**Goal of the exercise:**
Here are the records. Write out exactly the lines between the one holding "Target: large tree trunk" and the one holding "Target: backpack strap", inclusive.

**Natural language region descriptions:**
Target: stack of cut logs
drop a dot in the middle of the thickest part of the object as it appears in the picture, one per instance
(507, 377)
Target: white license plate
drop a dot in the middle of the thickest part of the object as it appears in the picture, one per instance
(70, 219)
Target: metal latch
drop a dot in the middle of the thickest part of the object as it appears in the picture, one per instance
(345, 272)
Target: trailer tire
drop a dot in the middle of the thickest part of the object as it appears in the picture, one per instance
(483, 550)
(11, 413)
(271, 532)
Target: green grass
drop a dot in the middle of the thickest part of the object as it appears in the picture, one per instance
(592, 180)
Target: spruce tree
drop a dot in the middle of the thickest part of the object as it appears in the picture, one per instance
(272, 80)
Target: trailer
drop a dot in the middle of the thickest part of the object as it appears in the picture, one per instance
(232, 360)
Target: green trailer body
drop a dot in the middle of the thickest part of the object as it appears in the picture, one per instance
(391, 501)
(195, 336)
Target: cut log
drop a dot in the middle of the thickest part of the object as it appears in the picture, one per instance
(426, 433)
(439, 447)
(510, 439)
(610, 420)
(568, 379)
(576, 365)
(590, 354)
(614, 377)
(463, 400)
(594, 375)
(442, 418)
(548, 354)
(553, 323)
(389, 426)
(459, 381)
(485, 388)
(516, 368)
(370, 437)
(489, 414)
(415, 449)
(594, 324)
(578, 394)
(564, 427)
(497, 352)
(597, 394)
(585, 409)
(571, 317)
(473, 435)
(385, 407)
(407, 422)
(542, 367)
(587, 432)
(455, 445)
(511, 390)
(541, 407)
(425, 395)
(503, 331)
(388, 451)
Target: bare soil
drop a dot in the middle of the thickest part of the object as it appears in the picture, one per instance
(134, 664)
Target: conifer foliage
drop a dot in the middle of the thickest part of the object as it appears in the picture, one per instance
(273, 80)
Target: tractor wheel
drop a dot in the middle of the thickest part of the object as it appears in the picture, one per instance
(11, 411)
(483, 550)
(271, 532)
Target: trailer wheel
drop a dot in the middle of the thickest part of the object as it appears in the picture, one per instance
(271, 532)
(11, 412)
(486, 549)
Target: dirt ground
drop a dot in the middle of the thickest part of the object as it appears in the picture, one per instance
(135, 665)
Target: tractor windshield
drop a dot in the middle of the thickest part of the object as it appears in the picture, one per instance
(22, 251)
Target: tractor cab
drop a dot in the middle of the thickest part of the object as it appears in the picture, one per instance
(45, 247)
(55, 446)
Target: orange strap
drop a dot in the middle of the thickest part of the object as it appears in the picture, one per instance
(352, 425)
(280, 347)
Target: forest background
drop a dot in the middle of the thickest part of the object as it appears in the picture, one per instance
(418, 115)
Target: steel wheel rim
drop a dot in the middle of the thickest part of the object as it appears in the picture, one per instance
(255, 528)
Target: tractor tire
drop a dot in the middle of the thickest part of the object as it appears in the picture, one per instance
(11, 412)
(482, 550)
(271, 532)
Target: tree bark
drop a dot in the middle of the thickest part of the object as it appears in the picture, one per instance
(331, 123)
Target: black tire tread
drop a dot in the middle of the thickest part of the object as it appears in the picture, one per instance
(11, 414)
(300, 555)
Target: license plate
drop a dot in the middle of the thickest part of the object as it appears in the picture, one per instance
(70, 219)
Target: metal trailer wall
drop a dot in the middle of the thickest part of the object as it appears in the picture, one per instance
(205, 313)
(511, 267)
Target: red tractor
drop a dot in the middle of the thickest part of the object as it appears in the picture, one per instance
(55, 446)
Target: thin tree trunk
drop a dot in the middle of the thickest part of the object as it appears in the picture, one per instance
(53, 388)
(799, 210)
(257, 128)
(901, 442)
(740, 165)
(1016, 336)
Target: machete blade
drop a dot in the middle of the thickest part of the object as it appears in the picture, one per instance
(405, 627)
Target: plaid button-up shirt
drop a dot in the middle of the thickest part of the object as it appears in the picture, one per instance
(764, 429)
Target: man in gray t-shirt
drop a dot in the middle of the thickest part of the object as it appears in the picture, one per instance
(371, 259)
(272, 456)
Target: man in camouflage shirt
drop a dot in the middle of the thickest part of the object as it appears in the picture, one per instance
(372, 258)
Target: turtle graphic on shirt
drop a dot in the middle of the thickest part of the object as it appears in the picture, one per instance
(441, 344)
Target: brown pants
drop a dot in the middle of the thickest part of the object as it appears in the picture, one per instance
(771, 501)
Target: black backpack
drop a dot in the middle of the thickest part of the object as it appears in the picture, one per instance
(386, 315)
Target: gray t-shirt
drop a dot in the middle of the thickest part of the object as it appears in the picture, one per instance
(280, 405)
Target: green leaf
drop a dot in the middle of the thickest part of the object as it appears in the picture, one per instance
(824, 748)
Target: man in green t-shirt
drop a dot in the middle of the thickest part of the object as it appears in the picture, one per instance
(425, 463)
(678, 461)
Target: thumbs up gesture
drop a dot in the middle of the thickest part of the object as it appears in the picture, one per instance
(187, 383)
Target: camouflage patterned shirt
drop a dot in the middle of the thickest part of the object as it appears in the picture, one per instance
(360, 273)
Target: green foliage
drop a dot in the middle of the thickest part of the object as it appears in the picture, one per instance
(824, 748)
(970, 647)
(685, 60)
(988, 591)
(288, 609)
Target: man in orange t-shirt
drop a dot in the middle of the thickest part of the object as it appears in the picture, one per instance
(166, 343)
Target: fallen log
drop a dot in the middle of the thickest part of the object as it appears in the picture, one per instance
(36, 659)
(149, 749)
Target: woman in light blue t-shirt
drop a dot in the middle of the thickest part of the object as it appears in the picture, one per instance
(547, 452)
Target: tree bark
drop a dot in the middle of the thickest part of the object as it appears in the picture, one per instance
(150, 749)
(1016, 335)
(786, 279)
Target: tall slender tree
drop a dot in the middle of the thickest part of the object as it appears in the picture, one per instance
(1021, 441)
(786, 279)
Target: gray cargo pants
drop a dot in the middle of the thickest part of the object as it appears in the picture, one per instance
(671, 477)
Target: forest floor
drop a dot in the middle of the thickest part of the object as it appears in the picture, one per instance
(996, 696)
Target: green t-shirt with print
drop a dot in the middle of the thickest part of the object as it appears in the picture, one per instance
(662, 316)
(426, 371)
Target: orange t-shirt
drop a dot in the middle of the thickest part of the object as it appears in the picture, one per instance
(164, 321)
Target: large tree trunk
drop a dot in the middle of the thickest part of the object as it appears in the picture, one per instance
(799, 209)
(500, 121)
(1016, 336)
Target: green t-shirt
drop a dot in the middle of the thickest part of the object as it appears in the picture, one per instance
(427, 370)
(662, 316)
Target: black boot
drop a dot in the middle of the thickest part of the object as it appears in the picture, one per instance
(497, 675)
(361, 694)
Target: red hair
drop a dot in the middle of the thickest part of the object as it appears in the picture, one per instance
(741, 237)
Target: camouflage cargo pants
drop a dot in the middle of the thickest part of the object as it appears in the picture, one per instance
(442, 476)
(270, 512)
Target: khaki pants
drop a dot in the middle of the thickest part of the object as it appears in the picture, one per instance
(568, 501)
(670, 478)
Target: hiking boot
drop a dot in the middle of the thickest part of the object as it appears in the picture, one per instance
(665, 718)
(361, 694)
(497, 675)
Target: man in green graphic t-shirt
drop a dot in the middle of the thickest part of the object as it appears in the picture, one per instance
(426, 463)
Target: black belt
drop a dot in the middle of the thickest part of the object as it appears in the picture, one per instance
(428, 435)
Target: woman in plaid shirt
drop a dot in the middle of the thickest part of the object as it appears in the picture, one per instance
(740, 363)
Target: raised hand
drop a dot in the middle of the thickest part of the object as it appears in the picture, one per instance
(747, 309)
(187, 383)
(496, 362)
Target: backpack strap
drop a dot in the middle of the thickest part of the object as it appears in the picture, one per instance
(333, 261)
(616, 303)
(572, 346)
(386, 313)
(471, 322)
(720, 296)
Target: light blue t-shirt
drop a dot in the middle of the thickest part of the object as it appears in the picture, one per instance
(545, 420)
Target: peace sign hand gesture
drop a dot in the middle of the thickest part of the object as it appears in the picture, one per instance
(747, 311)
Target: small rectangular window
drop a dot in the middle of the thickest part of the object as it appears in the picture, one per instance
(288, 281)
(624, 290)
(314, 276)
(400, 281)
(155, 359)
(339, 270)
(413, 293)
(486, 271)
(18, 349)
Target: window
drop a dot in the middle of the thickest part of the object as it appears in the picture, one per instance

**Solution to this task:**
Target: large tree trunk
drop a dot in the middle of the thickest part of the object as it appears in the picture, one per instance
(799, 209)
(500, 121)
(1016, 336)
Target: green t-shirt
drop a dot in the middle of the thickest part of the object as it appears in the picture, one per instance
(427, 370)
(662, 316)
Target: black boot
drop a dot in the middle of the thickest part of the object as it appears in the picture, one per instance
(497, 675)
(361, 694)
Target: red hair
drop a dot in the middle of the thickest part of the object as it appears in the picture, one per instance
(741, 237)
Target: camouflage cargo pants
drop a dot in the middle of the thickest part of the object as it appears in the picture, one per instance
(442, 476)
(270, 512)
Target: khaki pants
drop a dot in the middle of the thickest part of the object as it appears in the picture, one per instance
(568, 501)
(670, 478)
Target: hiking boot
drop a dot in the middle of the thickest part of the object as it appears in the picture, one per instance
(665, 718)
(361, 694)
(497, 675)
Target: man in green graphic t-shirt
drop a dot in the middle of the thickest part of the object as it appears in the picture, one per instance
(426, 463)
Target: black belt
drop a dot in the middle of the thickest part of the object as it appears in the picture, one per instance
(428, 435)
Target: woman in plaid shirt
drop a dot in the middle of the thickest part of the object as it appears in the picture, one per instance
(740, 363)
Target: raised hand
drop a dot in the middle of the thickest part of the object as it appears in the picture, one per instance
(747, 309)
(187, 383)
(496, 362)
Target: backpack strap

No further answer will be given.